» **OBJECTIVES**:
1) Reproduce the part of the paranormal investigation text between "Sunday, December 21, 2008" and "warrant an investigation.", inclusive.
2) In the paranormal investigation text, where did the investigators leave a digital recorder running?

» **SOURCE TEXT**:
----------------

Sunday, December 21, 2008
Saturday, December 13, 2008
Around that same time, she set up a camcorder in her bedroom, with a full view of her bathroom. During the night, the camcorder caught the image of a shadow figure in her bathtub. It was all creepy enough to warrant an investigation.
The investigation of Paula’s place took a little over 2 hours, including set up and breakdown. We wanted to see if we could capture more EVPs, as well as try to debunk the photo of the shadow in her bathroom. We set up a camcorder in her bedroom, facing the bathroom. In the original photo, there is a dark shadow in the shape of a head that looks to be peeking out over the edge of the bathtub. We thought that maybe the shadow could be caused by the back shadow of the camcorder, or maybe a shadow caused by a passing car. We tried moving the camcorder in different locations to try and replicate the shadow. Nothing we did could replicate the same shadow even closely. So we set the camera up and left it running while we investigated the rest of the house.
Since Paula had picked up EVPs that she felt were coming from the bathroom, we left a digital recorder running on the sink in the bathroom. Then, we headed downstairs to the living room.

----------------

» **STORED DATA**:
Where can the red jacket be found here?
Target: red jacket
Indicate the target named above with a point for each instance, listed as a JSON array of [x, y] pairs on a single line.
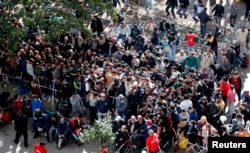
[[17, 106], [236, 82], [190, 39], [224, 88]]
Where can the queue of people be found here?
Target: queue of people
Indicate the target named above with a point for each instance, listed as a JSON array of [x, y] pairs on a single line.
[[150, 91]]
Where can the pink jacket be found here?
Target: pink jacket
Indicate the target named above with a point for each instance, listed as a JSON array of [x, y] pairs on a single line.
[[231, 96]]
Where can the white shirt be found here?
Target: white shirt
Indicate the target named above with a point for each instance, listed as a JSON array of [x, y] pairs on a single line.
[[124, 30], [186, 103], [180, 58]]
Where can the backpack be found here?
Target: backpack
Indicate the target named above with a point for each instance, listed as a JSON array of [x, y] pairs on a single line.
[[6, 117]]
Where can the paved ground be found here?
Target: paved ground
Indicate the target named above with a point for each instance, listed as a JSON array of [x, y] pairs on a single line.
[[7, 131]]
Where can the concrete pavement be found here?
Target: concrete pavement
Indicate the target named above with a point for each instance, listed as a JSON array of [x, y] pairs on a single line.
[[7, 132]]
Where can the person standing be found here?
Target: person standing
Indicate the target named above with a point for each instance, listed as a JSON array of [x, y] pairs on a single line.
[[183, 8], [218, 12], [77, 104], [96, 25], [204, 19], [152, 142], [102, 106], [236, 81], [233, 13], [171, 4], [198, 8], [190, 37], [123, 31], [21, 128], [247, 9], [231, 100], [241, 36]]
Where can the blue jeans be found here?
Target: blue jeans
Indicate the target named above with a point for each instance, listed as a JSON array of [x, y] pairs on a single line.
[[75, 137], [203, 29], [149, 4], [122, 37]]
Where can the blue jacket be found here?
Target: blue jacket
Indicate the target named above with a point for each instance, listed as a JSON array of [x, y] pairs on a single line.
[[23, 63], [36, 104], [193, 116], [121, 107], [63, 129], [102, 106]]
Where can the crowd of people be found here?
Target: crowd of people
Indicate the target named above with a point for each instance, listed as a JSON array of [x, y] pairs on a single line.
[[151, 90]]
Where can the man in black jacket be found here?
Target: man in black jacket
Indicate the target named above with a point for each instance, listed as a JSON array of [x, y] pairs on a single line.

----------------

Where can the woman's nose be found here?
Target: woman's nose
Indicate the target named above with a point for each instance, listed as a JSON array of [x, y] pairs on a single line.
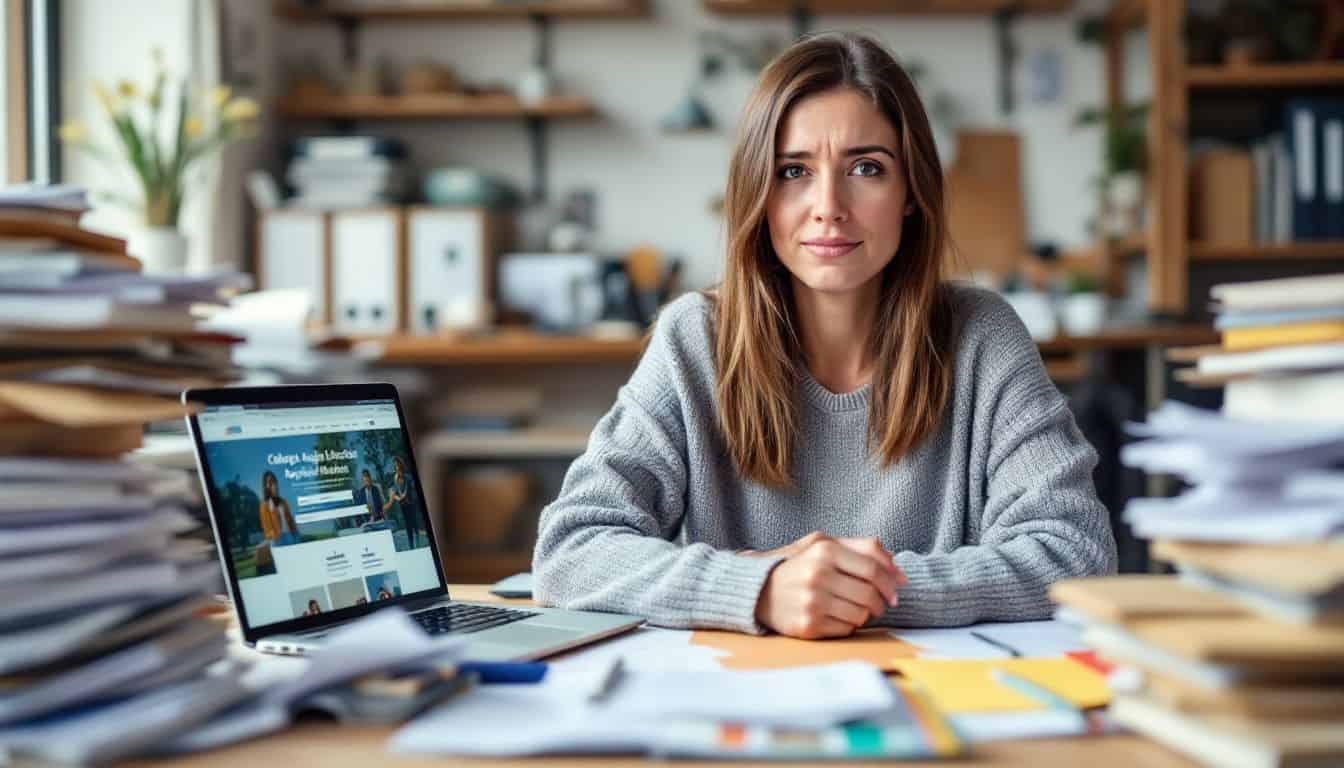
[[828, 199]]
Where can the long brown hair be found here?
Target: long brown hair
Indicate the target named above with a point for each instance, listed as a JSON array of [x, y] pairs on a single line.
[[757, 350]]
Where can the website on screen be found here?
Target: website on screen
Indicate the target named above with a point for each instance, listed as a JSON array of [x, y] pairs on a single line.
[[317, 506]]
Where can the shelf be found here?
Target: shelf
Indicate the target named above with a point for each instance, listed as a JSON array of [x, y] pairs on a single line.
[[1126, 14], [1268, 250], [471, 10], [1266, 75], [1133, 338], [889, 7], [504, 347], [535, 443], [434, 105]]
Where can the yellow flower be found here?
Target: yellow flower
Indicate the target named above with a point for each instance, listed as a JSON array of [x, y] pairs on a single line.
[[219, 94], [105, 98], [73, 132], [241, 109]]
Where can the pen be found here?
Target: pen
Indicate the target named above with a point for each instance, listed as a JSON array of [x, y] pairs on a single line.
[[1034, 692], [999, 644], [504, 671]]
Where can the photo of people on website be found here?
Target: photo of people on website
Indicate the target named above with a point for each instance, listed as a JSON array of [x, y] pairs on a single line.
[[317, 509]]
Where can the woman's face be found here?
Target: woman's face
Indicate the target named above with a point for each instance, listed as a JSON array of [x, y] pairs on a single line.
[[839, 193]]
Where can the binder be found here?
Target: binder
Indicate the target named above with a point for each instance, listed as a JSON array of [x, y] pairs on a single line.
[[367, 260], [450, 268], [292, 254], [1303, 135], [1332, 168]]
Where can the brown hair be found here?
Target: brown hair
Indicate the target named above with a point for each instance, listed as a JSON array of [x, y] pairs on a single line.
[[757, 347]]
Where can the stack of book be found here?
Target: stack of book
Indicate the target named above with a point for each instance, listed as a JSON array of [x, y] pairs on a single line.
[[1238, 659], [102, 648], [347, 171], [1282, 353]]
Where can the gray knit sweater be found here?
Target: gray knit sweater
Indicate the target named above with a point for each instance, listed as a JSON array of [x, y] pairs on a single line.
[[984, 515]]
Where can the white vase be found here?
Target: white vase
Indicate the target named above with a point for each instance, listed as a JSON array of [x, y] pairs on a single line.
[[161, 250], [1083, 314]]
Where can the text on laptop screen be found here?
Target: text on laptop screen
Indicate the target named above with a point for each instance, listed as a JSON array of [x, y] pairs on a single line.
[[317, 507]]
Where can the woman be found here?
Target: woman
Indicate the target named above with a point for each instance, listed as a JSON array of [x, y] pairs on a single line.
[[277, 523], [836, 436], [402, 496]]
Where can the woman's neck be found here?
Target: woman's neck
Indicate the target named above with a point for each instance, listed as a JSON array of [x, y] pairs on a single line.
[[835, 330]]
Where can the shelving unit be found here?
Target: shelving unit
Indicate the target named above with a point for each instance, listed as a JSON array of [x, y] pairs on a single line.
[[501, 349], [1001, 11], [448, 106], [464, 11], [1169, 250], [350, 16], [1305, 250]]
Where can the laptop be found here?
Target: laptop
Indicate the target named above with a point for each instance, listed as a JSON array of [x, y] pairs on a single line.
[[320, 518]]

----------------

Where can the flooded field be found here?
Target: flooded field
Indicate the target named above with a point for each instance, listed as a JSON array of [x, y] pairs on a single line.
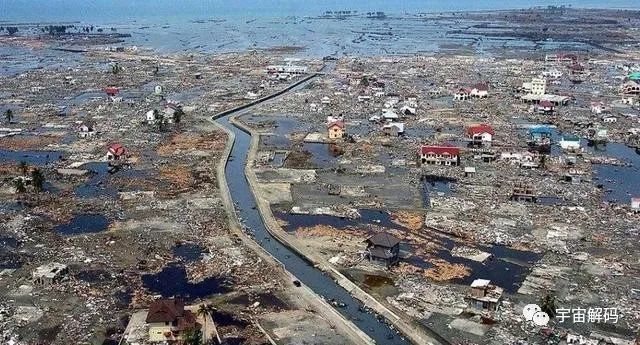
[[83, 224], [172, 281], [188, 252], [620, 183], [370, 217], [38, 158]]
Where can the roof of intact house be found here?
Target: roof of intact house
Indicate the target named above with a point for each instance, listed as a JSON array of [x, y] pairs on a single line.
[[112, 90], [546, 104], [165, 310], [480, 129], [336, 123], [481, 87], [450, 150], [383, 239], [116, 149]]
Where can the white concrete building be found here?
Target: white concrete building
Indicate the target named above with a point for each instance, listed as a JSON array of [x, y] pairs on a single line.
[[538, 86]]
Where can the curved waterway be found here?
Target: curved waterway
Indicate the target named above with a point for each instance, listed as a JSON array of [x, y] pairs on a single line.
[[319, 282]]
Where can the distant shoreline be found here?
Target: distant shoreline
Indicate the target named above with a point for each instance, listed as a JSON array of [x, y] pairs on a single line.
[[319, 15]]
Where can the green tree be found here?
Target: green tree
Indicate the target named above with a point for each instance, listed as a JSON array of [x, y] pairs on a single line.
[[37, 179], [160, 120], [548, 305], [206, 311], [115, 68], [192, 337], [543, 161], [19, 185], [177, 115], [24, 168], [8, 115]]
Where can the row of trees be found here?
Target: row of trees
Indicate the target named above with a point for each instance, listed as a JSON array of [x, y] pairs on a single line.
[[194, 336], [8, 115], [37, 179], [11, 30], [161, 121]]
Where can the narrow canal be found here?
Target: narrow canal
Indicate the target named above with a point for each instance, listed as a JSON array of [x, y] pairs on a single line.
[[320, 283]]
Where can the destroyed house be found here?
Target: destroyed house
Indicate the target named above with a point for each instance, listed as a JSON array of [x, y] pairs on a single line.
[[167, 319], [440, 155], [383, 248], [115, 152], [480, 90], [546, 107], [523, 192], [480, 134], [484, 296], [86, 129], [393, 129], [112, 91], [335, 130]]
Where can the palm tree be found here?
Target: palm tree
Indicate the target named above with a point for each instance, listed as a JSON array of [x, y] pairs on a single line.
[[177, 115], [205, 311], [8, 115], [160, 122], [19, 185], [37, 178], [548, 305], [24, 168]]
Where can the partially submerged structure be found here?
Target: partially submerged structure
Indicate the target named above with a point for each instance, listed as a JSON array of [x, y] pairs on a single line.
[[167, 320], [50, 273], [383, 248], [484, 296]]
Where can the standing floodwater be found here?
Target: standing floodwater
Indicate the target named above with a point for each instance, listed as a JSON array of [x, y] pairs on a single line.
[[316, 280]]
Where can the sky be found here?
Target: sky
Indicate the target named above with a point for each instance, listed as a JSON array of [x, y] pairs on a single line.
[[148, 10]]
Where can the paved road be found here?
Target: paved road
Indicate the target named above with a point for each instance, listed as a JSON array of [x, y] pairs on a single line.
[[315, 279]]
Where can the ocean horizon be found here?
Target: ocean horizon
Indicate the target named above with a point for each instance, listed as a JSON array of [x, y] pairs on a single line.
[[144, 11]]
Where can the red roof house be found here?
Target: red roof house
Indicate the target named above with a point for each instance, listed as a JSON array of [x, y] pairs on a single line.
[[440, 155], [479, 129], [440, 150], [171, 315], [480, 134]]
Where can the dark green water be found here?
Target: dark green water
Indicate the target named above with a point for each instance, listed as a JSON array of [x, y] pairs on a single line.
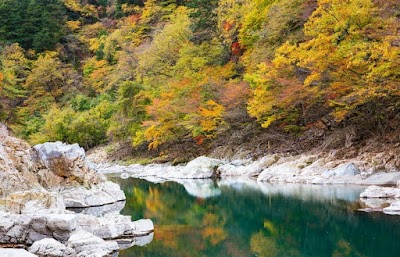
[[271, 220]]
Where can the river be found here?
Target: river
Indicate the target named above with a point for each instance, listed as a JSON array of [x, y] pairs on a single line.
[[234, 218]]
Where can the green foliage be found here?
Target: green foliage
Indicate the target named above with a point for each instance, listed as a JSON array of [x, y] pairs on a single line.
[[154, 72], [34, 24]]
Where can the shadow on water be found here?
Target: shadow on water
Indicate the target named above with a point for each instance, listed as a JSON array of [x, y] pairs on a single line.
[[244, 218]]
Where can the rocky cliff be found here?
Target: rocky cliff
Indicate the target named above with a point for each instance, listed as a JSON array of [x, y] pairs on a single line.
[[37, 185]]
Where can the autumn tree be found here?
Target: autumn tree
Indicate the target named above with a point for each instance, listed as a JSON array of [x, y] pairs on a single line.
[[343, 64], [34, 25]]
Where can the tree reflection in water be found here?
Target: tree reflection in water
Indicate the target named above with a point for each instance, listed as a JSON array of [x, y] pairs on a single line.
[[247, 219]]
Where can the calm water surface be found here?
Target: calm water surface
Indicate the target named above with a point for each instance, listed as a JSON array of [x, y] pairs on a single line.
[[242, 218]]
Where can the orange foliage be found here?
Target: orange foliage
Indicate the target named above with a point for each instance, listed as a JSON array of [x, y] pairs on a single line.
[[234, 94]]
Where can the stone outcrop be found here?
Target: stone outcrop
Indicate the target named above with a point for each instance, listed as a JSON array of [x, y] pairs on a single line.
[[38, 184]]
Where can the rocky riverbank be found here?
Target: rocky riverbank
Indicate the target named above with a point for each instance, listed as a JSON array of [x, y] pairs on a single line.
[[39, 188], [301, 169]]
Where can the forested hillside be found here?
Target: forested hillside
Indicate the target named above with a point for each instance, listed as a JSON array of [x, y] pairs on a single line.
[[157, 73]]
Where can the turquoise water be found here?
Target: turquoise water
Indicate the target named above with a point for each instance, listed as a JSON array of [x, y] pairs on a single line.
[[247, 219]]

----------------

» **COMPLETE ANSWERS**:
1)
Sunday, December 21, 2008
Saturday, December 13, 2008
Around that same time, she set up a camcorder in her bedroom, with a full view of her bathroom. During the night, the camcorder caught the image of a shadow figure in her bathtub. It was all creepy enough to warrant an investigation.

2) On the sink in the bathroom.